**Actions to take:**
- A) Can you sum up the SPAN article in two sentences?
- B) Using the SPAN article, answer each question in a few words:
(i) In what year did SPAN begin?
(ii) What did Kenneth Norquist study while abroad in 1947?
(iii) Where is SPAN's office now?

**Extract:**
+---+

Photos of smiling participants in the Student Project for Amity among Nations sit on Professor Theofanis Stavrou’s file cabinet. A collection of theses written by SPANners after their time abroad rests on the bookshelf across from him.
Stavrou, executive director of SPAN for the past 31 years, said students rarely leave his office without him talking about SPAN, no matter what their original intent was.
This year marks the 50th anniversary of the founding of SPAN as the first study-abroad program at the University and of the selection of SPANners for study abroad.
SPAN students earn 12 summer session credits for two months of working on a research topic of their choice while abroad. SPAN destinations change every year and have included Greece, Ghana, Germany, Cameroon and many other nations.
Students study their topics individually, not in classes, in the destination country.
In addition to writing a thesis upon return to the United States, prior to departure students undertake a year of intensive study in the language, culture and history of the country they visit.
Doug Soderburg, a SPANner to the nation of Truk Micronesia in 1974, emphasized the need for the year of preparation when he said, “In SPAN, especially in Truk, we were scattered among four different islands… fishing for sustenance as they did… That’s what’s totally unique about SPAN.”
Soderburg, an obstetrician who studied the use of Western medicine in Truk Micronesia, said he has noticed the countries SPAN chooses to visit have changed as the world has changed.
When SPAN began in 1946, shortly after the end of World War II, the first groups traveled on converted military ships to Sweden and England.
“We couldn’t go to Germany because Germany wasn’t open,” said Kenneth Norquist, a member of the first SPAN group to Sweden. Norquist is now a professor of history, humanities, philosophy and comparative religions at Cambridge Community College in Cambridge, Minn.
Norquist studied the Swedish-Russian trade agreement made in 1946 while he was abroad in 1947 and said of his SPAN exchange group, one of the first in the world after the war, “We were the darlings in Sweden.”
Norquist said he told his wife to come join him in Sweden after his two months with SPAN were done. He earned his master’s degree in history from the University of Stockholm in 1949.
SPAN affected faculty advisers such as Stavrou and even the greater University. Stavrou gives SPAN partial credit for his series of editions of the “Modern Greek Studies Yearbook” and for his position as a founding member of the University of Cyprus.
At the University level, Stavrou said, the study of Greek, Swahili and some Asian languages offered regularly at the University had their beginnings with SPAN.
Stavrou also noted SPAN’s effect on the world saying, “For example, in Morocco the Peace Corps was admitted to Morocco only after a SPAN group went there and they saw how constructively they worked.”
After 50 years of changing lives, “Structurally, (SPAN) really has changed very little,” Stavrou said. Stavrou calls this a testament to the program’s founders.
SPAN is, as when it began, a nonprofit organization. One of the biggest differences between then and today is that SPAN now has its own office in 107 Nicholson Hall.
In celebration of SPAN’s anniversary, past SPANners will be invited to a banquet to be held next spring. Also, Stavrou said he hopes SPAN will have a book written about its program and about its role in internationalizing education at the University and throughout Minnesota.
“We have 2,000 alumni, most of whom are distinguished. This is a remarkable story of survival and creativity,” Stavrou said.

+---+

**Given data:**
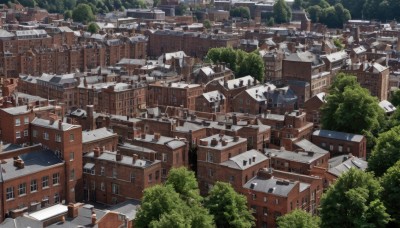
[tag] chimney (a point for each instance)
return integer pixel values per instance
(72, 210)
(152, 157)
(156, 137)
(118, 156)
(214, 142)
(97, 152)
(234, 119)
(94, 217)
(134, 158)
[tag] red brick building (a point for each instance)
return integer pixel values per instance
(110, 177)
(341, 143)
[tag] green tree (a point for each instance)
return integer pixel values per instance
(395, 100)
(93, 28)
(386, 151)
(391, 193)
(253, 65)
(184, 183)
(351, 108)
(282, 12)
(354, 201)
(228, 207)
(181, 9)
(298, 219)
(83, 13)
(68, 14)
(207, 24)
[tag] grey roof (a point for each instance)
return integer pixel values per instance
(237, 162)
(128, 146)
(126, 160)
(170, 142)
(272, 186)
(46, 123)
(338, 135)
(34, 161)
(303, 157)
(128, 208)
(100, 133)
(309, 146)
(228, 139)
(17, 110)
(350, 162)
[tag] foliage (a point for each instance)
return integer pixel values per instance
(338, 44)
(252, 65)
(395, 100)
(282, 12)
(207, 24)
(176, 204)
(298, 219)
(354, 201)
(181, 9)
(241, 11)
(348, 103)
(240, 62)
(391, 192)
(83, 13)
(228, 207)
(93, 28)
(386, 152)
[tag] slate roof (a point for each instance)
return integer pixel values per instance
(237, 162)
(34, 161)
(100, 133)
(338, 135)
(272, 186)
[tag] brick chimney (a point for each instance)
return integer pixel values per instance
(72, 210)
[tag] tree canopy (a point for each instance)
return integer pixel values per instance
(176, 204)
(386, 151)
(83, 13)
(391, 193)
(348, 102)
(240, 62)
(282, 12)
(228, 207)
(354, 201)
(298, 219)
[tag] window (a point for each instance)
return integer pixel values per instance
(33, 185)
(22, 189)
(114, 172)
(10, 193)
(45, 182)
(56, 198)
(115, 188)
(45, 135)
(210, 157)
(58, 137)
(72, 175)
(56, 178)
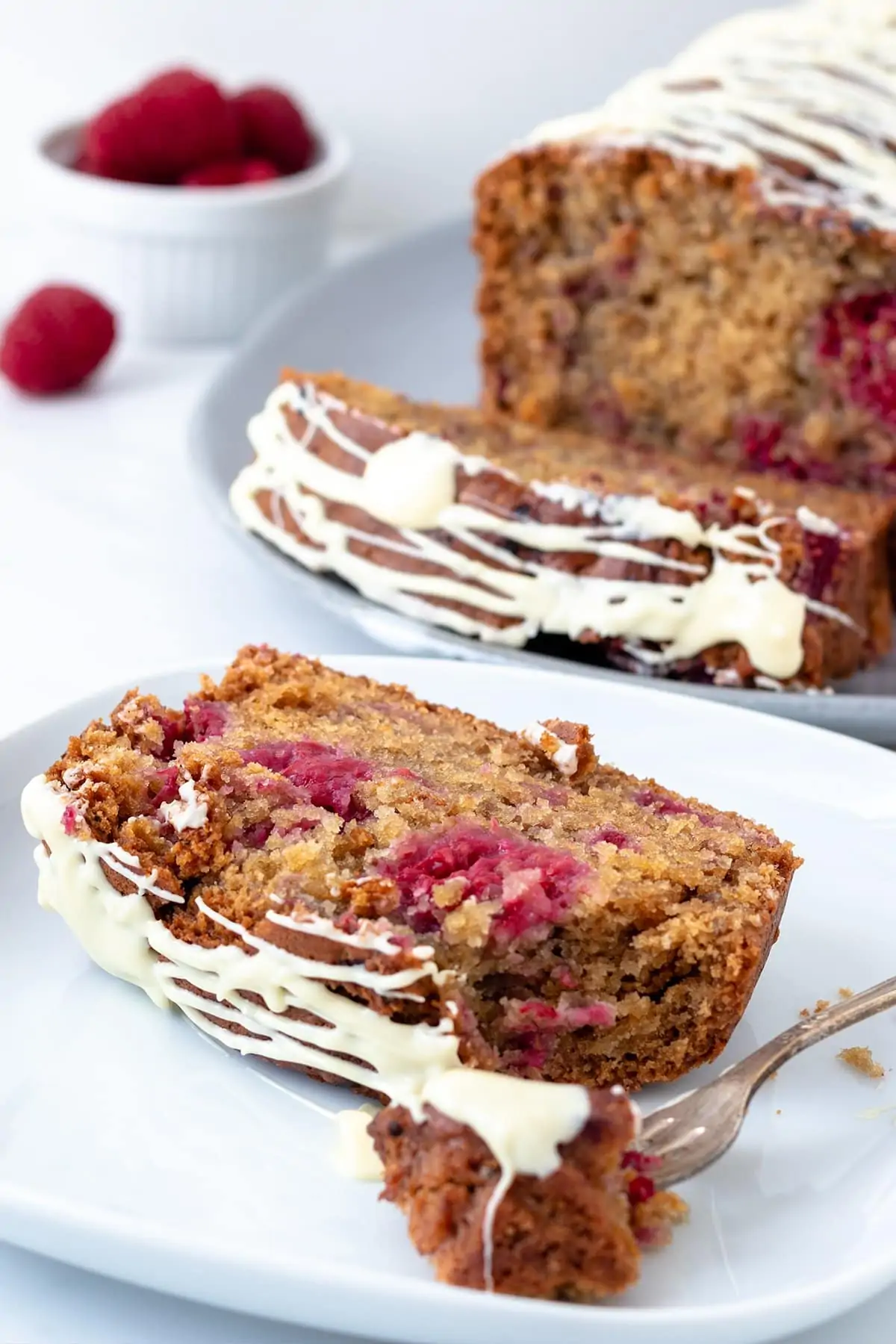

+---+

**Task-by-task answers:**
- A) SPAN, the first study-abroad program at the University, marks its 50th anniversary this year; its students spend a year studying a country's language, culture and history, earn 12 summer session credits for two months of individual research there, and write a thesis on their return. Stavrou, its executive director for 31 years, says the program has changed very little structurally and credits it with effects on the University and beyond, and past SPANners will be invited to a banquet next spring.

- B)
(i) 1946
(ii) The Swedish-Russian trade agreement made in 1946
(iii) 107 Nicholson Hall